Begin

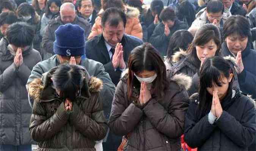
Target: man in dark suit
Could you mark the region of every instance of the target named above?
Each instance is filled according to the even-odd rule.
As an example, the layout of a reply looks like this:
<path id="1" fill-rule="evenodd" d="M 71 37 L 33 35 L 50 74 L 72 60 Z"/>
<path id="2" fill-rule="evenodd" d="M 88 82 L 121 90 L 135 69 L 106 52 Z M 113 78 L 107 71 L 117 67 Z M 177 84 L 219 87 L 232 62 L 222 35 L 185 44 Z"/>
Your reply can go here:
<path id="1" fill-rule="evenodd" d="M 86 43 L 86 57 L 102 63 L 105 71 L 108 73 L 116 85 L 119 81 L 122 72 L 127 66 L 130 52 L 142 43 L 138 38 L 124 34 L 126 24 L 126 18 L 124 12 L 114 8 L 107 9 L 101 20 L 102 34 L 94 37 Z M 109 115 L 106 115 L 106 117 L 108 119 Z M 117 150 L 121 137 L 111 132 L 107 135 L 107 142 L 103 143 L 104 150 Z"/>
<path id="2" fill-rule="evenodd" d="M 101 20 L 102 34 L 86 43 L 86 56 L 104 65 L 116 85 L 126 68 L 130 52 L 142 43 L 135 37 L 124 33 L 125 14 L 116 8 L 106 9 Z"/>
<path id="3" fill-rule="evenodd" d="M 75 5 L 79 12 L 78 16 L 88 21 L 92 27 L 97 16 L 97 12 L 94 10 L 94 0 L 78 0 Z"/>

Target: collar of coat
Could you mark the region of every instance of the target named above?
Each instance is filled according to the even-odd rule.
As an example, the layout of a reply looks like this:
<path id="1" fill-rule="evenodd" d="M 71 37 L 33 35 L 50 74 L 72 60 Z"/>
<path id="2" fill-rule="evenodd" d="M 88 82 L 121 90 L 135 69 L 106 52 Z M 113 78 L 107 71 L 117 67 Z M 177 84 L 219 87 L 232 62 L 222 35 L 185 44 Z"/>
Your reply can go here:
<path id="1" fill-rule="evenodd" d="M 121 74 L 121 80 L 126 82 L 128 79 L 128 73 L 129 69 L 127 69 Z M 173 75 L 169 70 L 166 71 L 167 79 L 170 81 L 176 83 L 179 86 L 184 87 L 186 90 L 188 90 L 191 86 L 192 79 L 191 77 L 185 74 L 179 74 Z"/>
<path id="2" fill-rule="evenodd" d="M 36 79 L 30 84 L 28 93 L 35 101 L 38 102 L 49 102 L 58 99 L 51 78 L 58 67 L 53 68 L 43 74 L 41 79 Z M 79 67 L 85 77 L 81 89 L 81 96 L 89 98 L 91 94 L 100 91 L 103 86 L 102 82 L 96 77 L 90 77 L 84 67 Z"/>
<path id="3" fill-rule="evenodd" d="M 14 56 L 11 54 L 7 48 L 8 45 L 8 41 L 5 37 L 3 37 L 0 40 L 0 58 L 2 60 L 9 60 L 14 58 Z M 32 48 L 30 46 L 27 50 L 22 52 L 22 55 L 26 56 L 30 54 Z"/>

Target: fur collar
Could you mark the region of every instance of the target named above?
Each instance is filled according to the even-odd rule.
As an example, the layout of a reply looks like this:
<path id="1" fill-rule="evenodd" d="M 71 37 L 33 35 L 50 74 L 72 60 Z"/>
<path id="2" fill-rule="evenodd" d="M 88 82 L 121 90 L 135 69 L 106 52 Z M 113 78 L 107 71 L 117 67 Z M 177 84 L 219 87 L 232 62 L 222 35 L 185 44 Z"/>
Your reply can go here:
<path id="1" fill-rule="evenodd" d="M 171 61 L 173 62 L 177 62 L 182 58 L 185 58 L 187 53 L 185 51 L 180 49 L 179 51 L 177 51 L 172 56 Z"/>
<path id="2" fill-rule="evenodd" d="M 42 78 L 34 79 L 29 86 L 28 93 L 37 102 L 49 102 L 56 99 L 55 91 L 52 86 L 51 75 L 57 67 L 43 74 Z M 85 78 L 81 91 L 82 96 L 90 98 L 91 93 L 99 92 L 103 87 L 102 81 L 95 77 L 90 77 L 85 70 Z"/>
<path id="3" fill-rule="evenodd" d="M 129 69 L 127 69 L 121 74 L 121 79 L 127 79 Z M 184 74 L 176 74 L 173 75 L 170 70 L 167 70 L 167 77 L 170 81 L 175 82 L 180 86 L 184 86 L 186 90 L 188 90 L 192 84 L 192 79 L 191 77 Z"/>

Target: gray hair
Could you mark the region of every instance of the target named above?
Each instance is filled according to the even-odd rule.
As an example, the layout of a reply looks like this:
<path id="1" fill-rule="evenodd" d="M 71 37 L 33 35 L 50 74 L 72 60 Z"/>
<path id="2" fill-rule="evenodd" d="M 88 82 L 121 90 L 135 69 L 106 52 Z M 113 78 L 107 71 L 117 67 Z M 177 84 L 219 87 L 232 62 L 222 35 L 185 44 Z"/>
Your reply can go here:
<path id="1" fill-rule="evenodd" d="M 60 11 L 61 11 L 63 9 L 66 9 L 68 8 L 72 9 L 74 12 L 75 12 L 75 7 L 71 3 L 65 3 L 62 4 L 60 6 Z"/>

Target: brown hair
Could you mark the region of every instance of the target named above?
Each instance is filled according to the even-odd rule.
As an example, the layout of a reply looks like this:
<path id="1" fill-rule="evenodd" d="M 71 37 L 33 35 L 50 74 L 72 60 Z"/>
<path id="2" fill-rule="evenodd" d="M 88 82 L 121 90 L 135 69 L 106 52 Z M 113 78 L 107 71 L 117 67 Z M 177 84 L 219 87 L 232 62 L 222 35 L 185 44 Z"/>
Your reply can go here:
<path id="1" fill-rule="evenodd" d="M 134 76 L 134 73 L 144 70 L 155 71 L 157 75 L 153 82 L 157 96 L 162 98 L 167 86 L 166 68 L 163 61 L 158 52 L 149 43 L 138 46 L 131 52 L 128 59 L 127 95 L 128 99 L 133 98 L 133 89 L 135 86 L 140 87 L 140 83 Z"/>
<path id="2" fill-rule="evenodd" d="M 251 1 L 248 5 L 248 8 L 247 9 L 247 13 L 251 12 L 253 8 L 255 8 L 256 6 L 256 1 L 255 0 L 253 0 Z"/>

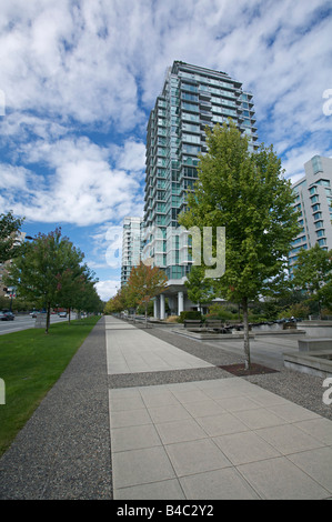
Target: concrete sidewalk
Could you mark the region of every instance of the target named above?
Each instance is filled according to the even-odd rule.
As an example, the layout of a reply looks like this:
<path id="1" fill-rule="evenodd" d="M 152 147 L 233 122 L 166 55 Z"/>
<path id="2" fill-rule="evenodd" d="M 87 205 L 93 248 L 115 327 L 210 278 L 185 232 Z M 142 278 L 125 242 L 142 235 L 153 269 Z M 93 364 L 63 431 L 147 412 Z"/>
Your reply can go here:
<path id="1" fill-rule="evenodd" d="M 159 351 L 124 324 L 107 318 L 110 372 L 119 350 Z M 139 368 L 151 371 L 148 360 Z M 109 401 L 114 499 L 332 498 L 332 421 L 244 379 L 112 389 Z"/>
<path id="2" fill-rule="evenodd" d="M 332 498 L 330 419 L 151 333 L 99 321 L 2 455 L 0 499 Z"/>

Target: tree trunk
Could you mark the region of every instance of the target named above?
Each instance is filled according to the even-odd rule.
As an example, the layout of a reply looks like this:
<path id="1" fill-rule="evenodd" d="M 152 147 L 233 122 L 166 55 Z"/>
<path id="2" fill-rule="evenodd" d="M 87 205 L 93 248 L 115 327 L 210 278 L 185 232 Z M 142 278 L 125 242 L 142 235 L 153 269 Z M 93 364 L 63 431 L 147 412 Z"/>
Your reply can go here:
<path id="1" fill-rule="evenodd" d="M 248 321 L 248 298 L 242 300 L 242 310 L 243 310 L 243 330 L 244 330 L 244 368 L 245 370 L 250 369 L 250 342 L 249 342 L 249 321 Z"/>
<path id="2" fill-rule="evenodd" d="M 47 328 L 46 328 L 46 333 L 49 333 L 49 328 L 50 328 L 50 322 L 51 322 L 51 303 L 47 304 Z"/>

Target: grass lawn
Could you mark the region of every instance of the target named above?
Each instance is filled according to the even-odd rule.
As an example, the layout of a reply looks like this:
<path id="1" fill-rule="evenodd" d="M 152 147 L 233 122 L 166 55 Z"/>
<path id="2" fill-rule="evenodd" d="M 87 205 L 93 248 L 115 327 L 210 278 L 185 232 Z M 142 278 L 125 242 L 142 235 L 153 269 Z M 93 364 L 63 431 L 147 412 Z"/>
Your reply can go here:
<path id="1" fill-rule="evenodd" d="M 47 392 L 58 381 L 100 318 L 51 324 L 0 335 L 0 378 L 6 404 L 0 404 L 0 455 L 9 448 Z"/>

End

Problem details: Please retype the stretch from the start of the records through the line containing "86 57 L 102", leaving the pictures out of your answer.

Exercise solution:
Target: man in dark suit
Could you mark the region of every instance of the target named above?
Each instance is filled according to the even-odd rule.
As an example, the layout of a reply looks like this:
<path id="1" fill-rule="evenodd" d="M 71 37 L 33 35 L 50 74 L 72 60 Z"/>
<path id="2" fill-rule="evenodd" d="M 88 82 L 121 90 L 135 69 L 106 52 Z M 113 78 L 107 71 L 117 67 Z M 177 84 L 219 87 L 232 62 L 222 35 L 185 44 Z"/>
Your reply can go here:
<path id="1" fill-rule="evenodd" d="M 86 43 L 86 57 L 102 63 L 105 71 L 108 73 L 116 85 L 119 81 L 122 72 L 127 66 L 130 52 L 142 43 L 138 38 L 124 34 L 126 24 L 126 18 L 124 12 L 114 8 L 107 9 L 101 20 L 102 34 L 94 37 Z M 109 115 L 106 115 L 106 117 L 108 119 Z M 117 150 L 121 137 L 111 132 L 107 135 L 107 142 L 103 143 L 104 150 Z"/>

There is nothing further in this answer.